__PROBLEM DESCRIPTION__. Copy exactly, and only, the lines from the one containing "of the snow." through the last line of the records below.

Records contained in a dataset

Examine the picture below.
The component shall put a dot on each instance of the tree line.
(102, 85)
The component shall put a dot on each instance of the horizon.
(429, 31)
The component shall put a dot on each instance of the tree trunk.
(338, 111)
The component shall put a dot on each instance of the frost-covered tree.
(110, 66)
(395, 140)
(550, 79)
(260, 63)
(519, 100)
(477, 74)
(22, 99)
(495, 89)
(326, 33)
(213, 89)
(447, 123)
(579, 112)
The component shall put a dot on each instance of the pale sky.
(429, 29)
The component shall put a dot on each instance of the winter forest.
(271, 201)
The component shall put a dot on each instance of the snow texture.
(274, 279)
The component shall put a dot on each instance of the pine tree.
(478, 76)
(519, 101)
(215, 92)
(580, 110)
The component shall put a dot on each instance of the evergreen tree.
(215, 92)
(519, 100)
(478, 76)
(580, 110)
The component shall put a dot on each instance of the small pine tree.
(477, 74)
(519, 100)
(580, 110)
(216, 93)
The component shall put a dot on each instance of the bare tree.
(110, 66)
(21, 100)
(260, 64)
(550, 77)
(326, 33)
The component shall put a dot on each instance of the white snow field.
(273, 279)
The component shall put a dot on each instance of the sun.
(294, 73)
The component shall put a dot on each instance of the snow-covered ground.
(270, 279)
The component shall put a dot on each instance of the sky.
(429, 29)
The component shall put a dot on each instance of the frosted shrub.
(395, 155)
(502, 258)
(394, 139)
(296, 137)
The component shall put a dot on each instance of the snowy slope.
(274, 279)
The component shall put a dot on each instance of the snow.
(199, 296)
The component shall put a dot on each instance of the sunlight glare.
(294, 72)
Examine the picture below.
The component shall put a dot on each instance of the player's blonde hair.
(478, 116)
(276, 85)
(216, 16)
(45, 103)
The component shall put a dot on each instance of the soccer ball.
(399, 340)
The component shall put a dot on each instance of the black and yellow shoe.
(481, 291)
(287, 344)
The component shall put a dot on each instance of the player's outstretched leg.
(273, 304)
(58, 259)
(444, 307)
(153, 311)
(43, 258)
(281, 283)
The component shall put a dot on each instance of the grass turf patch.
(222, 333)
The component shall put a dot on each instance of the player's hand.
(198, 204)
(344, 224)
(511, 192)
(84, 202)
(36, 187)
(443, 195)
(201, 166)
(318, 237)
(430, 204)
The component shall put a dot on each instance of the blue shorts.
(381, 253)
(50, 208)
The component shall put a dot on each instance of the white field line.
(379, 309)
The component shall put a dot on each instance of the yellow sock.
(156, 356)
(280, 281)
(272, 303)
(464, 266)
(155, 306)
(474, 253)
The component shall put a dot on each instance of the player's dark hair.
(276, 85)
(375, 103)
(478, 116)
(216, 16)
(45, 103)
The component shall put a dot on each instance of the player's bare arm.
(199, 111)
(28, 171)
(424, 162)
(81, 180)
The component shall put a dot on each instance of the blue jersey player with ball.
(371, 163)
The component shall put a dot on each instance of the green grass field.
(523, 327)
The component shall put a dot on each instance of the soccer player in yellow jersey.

__OUTPUT FOR THIS EXERCISE__.
The component shall put a dot on each instance of the snow.
(199, 296)
The component shall put a dot on each instance of the sunlight glare.
(294, 72)
Examine the picture below.
The component shall put a dot on each instance of the player's blonde hair.
(478, 116)
(276, 85)
(216, 16)
(45, 103)
The component shall put a dot on each instance of the soccer ball.
(399, 340)
The component shall put a dot on each instance of the black and yellow shoe.
(481, 291)
(287, 344)
The component shall put a dot on each instance of the player's outstretched leg.
(273, 304)
(58, 259)
(444, 307)
(153, 311)
(43, 258)
(281, 283)
The component shall put a dot on each instance of the grass turf patch.
(222, 333)
The component shall put a dot on each instance of the player's hand.
(198, 204)
(344, 224)
(511, 192)
(84, 202)
(36, 187)
(443, 195)
(201, 166)
(318, 237)
(430, 204)
The component shall put a dot on each instance of the blue shorts.
(381, 253)
(50, 208)
The component shall put a dot on each instance of the white field line.
(379, 309)
The component shall put a dot on each instance of the yellow sock.
(156, 356)
(280, 281)
(272, 303)
(464, 266)
(155, 306)
(474, 253)
The component shall put a dot on each instance of the player's dark hair.
(276, 85)
(375, 103)
(478, 116)
(216, 16)
(45, 103)
The component shall put a dot on each instance of the player's bare arm.
(199, 111)
(28, 171)
(424, 162)
(81, 180)
The component shall put a dot on each instance of the blue jersey player with ball.
(371, 163)
The component shall put a dot on each instance of the green grass field.
(523, 327)
The component shall put a dot on each instance of the soccer player in yellow jersey.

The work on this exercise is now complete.